**What you have to do:**
Write out these lines word for word.

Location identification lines

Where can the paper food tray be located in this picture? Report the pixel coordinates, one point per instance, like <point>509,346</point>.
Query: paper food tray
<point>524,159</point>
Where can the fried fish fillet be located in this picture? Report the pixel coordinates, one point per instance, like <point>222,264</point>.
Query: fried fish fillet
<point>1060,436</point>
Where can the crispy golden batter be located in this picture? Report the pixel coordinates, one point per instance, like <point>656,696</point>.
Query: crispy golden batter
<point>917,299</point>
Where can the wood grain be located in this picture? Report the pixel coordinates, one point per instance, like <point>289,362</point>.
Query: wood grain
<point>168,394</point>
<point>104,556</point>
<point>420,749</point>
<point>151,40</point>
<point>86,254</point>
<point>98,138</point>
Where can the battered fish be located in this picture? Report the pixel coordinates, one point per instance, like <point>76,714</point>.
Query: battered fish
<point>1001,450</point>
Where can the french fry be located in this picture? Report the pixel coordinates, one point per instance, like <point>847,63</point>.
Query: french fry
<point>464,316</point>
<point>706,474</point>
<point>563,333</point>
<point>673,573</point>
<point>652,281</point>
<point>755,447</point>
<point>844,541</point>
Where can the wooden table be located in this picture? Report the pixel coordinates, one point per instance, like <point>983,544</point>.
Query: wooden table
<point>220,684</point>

**Response below:**
Where can the paper food tray be located in this picture? Report the pixel coordinates, one point per instance, like <point>509,346</point>.
Query: paper food tray
<point>524,159</point>
Where can the fried fish fillet be located in this picture? Report the pixel coordinates, one point per instance, like <point>222,264</point>.
Query: fried fish fillet
<point>1060,436</point>
Where can the crispy golden batter be located in this picture? Report the pixel coordinates, one point per instance, like <point>656,696</point>.
Query: crispy golden batter
<point>917,299</point>
Where can the wood grain be located in this picture? Report the pixel coordinates, one point per instance, like <point>289,362</point>.
Query: wood grain
<point>168,394</point>
<point>104,556</point>
<point>420,749</point>
<point>151,40</point>
<point>86,254</point>
<point>98,138</point>
Where can the battered fish be located in this picture? Report the pixel coordinates, one point per instance, like <point>76,714</point>.
Query: battered fish
<point>1001,450</point>
Where can the french fry be located in this picture? Report the pixel coordinates, one point per instance, like <point>847,63</point>.
Query: french fry
<point>464,316</point>
<point>706,474</point>
<point>563,333</point>
<point>673,573</point>
<point>652,281</point>
<point>755,447</point>
<point>844,541</point>
Where can the wooden table be located in this picture? Report the pixel coordinates, one point per instance, like <point>983,544</point>.
Query: wooden table
<point>220,684</point>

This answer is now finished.